▸ What you need to do
Reproduce every one of the lines below word for word, omitting the pictures.

- - - - - - -

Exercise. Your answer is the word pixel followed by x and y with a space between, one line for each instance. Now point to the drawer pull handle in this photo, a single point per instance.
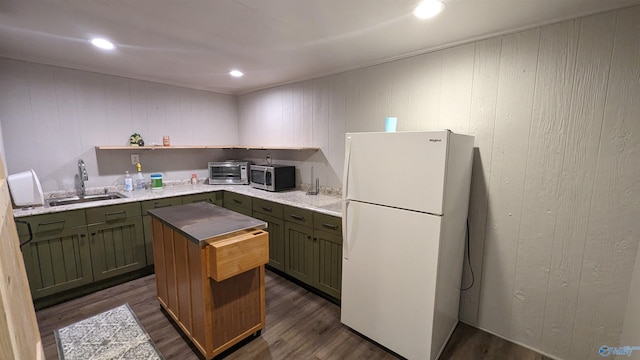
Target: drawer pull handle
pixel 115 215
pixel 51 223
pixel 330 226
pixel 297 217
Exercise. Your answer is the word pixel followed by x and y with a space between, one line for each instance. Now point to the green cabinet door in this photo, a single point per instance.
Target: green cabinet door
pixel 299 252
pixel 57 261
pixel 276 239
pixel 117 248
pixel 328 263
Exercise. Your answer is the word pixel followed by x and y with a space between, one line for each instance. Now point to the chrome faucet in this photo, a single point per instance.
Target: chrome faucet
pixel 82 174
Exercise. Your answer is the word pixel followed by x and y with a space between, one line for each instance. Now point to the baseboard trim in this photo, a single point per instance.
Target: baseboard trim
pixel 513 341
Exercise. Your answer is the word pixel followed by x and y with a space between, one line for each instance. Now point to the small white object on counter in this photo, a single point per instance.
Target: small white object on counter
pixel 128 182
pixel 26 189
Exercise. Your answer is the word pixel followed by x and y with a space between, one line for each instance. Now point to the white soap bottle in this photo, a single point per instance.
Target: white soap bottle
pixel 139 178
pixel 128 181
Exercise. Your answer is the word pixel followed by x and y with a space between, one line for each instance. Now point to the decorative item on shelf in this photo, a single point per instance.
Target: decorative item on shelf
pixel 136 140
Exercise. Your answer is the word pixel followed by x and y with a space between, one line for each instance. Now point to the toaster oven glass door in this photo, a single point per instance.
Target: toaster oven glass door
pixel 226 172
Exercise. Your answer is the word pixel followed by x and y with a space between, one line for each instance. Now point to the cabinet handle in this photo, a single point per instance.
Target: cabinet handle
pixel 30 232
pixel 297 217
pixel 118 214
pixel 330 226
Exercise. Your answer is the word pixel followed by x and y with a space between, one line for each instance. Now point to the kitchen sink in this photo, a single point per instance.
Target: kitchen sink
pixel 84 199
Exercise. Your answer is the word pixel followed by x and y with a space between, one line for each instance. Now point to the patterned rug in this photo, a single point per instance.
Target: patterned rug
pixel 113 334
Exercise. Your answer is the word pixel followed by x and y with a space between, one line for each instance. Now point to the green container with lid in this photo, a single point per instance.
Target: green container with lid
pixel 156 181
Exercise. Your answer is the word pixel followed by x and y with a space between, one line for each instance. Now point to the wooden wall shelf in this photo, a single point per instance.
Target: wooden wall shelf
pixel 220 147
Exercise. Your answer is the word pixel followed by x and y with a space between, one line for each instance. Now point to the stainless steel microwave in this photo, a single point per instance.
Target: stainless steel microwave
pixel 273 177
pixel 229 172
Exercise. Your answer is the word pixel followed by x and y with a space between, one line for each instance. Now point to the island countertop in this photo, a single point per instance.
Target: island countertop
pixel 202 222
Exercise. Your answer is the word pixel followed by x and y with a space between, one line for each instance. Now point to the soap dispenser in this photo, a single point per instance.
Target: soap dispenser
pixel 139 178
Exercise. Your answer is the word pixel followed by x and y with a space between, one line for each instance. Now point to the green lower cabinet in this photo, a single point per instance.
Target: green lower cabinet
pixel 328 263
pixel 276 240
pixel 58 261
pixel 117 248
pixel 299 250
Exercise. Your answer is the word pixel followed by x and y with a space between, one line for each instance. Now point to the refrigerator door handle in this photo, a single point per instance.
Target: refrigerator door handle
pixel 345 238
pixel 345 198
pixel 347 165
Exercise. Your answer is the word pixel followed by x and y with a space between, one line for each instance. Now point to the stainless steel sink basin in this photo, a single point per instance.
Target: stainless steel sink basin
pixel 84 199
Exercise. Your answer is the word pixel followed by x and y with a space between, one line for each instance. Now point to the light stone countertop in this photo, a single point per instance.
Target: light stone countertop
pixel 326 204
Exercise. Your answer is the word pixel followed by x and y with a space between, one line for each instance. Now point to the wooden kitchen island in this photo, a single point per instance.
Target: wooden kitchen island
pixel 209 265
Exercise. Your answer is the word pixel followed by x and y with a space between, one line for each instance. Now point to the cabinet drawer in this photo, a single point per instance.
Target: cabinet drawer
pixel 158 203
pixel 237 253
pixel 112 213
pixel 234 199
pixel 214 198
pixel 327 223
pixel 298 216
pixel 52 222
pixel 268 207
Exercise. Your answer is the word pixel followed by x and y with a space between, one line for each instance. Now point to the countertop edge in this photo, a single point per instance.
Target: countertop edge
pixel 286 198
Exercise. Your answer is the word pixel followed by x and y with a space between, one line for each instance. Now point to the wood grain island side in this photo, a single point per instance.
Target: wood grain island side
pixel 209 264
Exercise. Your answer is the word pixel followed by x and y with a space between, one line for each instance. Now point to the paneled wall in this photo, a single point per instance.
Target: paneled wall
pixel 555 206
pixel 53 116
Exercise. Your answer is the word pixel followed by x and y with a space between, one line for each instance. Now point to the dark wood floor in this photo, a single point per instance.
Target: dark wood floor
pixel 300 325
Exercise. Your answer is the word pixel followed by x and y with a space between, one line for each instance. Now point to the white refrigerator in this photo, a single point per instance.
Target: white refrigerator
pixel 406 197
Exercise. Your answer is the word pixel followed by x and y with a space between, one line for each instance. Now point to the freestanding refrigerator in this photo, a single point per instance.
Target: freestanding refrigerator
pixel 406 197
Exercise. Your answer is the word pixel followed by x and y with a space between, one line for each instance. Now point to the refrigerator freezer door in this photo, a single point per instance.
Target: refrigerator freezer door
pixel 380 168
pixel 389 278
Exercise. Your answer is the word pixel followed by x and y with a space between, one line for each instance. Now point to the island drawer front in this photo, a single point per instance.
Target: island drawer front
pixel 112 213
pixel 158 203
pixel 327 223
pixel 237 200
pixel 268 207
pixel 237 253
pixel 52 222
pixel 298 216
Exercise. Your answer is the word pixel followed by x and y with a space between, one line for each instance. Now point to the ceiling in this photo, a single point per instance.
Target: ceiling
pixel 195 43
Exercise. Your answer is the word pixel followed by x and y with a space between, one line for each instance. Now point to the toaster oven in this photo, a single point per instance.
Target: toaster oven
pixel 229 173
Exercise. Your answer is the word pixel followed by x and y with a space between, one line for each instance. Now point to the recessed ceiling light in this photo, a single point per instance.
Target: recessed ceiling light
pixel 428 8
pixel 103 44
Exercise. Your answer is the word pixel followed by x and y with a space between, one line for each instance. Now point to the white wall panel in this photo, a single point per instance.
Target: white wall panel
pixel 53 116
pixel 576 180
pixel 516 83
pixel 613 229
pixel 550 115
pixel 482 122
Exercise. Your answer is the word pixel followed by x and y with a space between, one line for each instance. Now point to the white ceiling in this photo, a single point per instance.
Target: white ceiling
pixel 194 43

- - - - - - -

▸ Answer for the task
Exercise. Your answer is the word pixel followed by x and y with a space between, one line for each instance. Now point to the drawer pull handle in this photo, a single point per instance.
Target: drawer pull handle
pixel 115 215
pixel 51 223
pixel 330 226
pixel 297 217
Exercise. Your answer is the word pixel followed by x and y with a space between, one line for each instance. Now point to the green cabinet door in this photo, a single point per instance.
Target: green cabinet door
pixel 299 252
pixel 57 261
pixel 276 239
pixel 117 248
pixel 328 263
Exercise. Your answer is the word pixel followed by x and y with a space between, one line for each instance. Now point to the chrome faucet in this photo, a single point per instance.
Target: chrome faucet
pixel 82 174
Exercise. Your answer is the word pixel followed by x and y with a space between, one line for each instance. Now point to the baseboard trim in this photo, a single point per instance.
Target: baseboard trim
pixel 513 341
Exercise. Your answer is the word pixel followed by x and y with a space between, one line for each instance. Now point to the small white object on counter in this photo, a single point per instance.
Target: small white object on counter
pixel 128 182
pixel 26 189
Exercise. Your answer is the word pixel followed by x and y with a space between, one line for each instance. Now point to the white soap bottle in this photo, a single point per instance.
Target: white soap bottle
pixel 139 178
pixel 128 181
Exercise. Your answer is the word pixel followed by x and y with a space between, one line for each instance. Now point to the decorative item on shelf in this photo, a single point per instance.
Target: decorative item on shelf
pixel 136 140
Exercise. Your answer is the word pixel followed by x and y with a space between, one line for each instance. Now point to the toaster oven glass door in this photo, a single point per instance.
Target: toaster oven glass door
pixel 226 172
Exercise. Your answer is the word pixel followed by x and y with a space between, one line for each instance. Now point to the cabinet handle in this photo, a single point per instance.
Target: cabinet handle
pixel 30 232
pixel 297 217
pixel 118 214
pixel 330 226
Exercise. Your answer is the word pixel followed by x and y with a space between, one line for each instance. Now point to the kitchen sink in this photo, a single point per instance.
Target: kitchen sink
pixel 84 199
Exercise. Your answer is the word pixel followed by x and y with a space between, one line for each instance. Now point to the patterned rug in this photo, a single point per instance.
Target: patterned rug
pixel 113 334
Exercise. Your answer is the word pixel followed by x and y with a space between, one line for each instance. Now point to the green container with lid in this photo, a single point per instance.
Target: green container with lid
pixel 156 181
Exercise. Your answer is the word pixel followed by x and y with a space between, one line for each instance. Now point to the wooden wall shelf in this photo, a single point per instance.
Target: wooden wall shelf
pixel 220 147
Exercise. Your answer is the word pixel followed by x and y with a space between, one line for each instance. Now point to the stainless steel microwave in this photo, a single point per instance.
Target: stainless steel microwave
pixel 273 177
pixel 229 172
Exercise. Your answer is the word pixel followed by x and y with a space between, one line for each instance. Now point to the island countertop in this photo, a single point per instance.
Target: island countertop
pixel 202 222
Exercise. Your answer is the word pixel followed by x and y with a space between, one line for each instance. Now point to the soap dispenser in this photo, a single point per instance.
Target: soap dispenser
pixel 139 178
Exercise. Your answer is the word pixel followed by x and y with a space between, one line for each instance. Now point to the green lower cabinet in this photo, a single point per instance.
Target: green lower cabinet
pixel 328 263
pixel 276 240
pixel 58 261
pixel 117 248
pixel 299 250
Exercise. Your answer is the word pixel followed by x and y with a space between, one line for each instance. Now point to the refrigerator door handle in this photo, a single point per instance.
Target: refrigerator door handle
pixel 345 238
pixel 345 198
pixel 347 165
Exercise. Your answer is the word pixel followed by x and y with a space between, one line for each instance. Now point to the stainless steel sink basin in this photo, a single point per instance.
Target: stainless steel sink basin
pixel 84 199
Exercise. Your answer is the word pixel followed by x and y with a space between, one line for each instance. Now point to the light stone countertop in this photo, a single point per instance.
Target: light stone countertop
pixel 326 204
Exercise. Your answer is the word pixel followed by x and y with a space between, one line for each instance. Now point to the wooden kitchen island in this photo, a single point per instance.
Target: wooden kitchen island
pixel 209 265
Exercise. Your answer is the word pixel followed by x and y with a space between, one line for each instance. Now point to the cabinet drawer in this photo, a single point per instance.
Target: cabinet drawer
pixel 158 203
pixel 237 253
pixel 112 213
pixel 234 199
pixel 214 198
pixel 327 223
pixel 298 216
pixel 52 222
pixel 268 207
Exercise. Your answer is the word pixel followed by x and y with a space between, one line for each instance. Now point to the countertop edge in this photo, a single point per instance.
Target: countertop edge
pixel 286 198
Exercise. Your answer is the word pixel followed by x and y with a space between, one line for each instance. Now point to the wood grain island side in this photo, a single point per instance.
Target: wood grain island side
pixel 209 264
Exercise. Your answer is the word pixel followed by x and y with a space between, one line for each instance. Now point to the paneled wall in this photo, a single point per instance.
Target: paneled wall
pixel 555 206
pixel 53 116
Exercise. Your answer is the word pixel followed by x and y with a space between, one line for each instance. Now point to the dark wood floor in this photo, a single point per instance.
Target: dark wood floor
pixel 300 325
Exercise. Your answer is the word pixel followed by x and y with a space between, one line for each instance. Now point to the white refrigerator in this photo, a single point per instance.
Target: white refrigerator
pixel 406 197
Exercise. Your answer is the word pixel followed by x and y with a space between, one line for each instance. Now point to the freestanding refrigerator in this photo, a single point per instance.
Target: freestanding refrigerator
pixel 406 197
Exercise. Your answer is the word pixel followed by x and y with a space between, one line for each instance. Now point to the refrigerator freezer door in this photo, a single point per instance.
Target: refrigerator freezer door
pixel 380 168
pixel 389 278
Exercise. Your answer is the word pixel followed by x and y with a space between, one line for each instance. Now point to the island drawer front in this photo, a single point per instance.
Target: island drawer front
pixel 112 213
pixel 158 203
pixel 327 223
pixel 237 200
pixel 268 207
pixel 237 253
pixel 52 222
pixel 298 216
Exercise. Your answer is the word pixel followed by x and y with a space between, one line for each instance. Now point to the ceiling in this photo, a single point per instance.
Target: ceiling
pixel 195 43
Exercise. Your answer is the word pixel followed by x and y with a space between, one line for each instance. Now point to the toaster oven in this photo, a single point per instance.
Target: toaster oven
pixel 229 173
Exercise. Your answer is the word pixel followed by x and y with a space between, one line for each instance. Now point to the recessed ceiling light in this photo, a single point per instance.
Target: recessed ceiling light
pixel 428 8
pixel 103 44
Exercise. Your answer is the word pixel followed by x and y with a space between, one line for each instance. Now point to the white wall panel in this photo, a single point per instance.
Target: white wall panel
pixel 53 116
pixel 576 180
pixel 516 83
pixel 613 229
pixel 550 115
pixel 482 122
Exercise. Your answer is the word pixel followed by x and y with a space between, one line for each instance. Now point to the white ceiling in this photo, a single point per instance.
Target: white ceiling
pixel 194 43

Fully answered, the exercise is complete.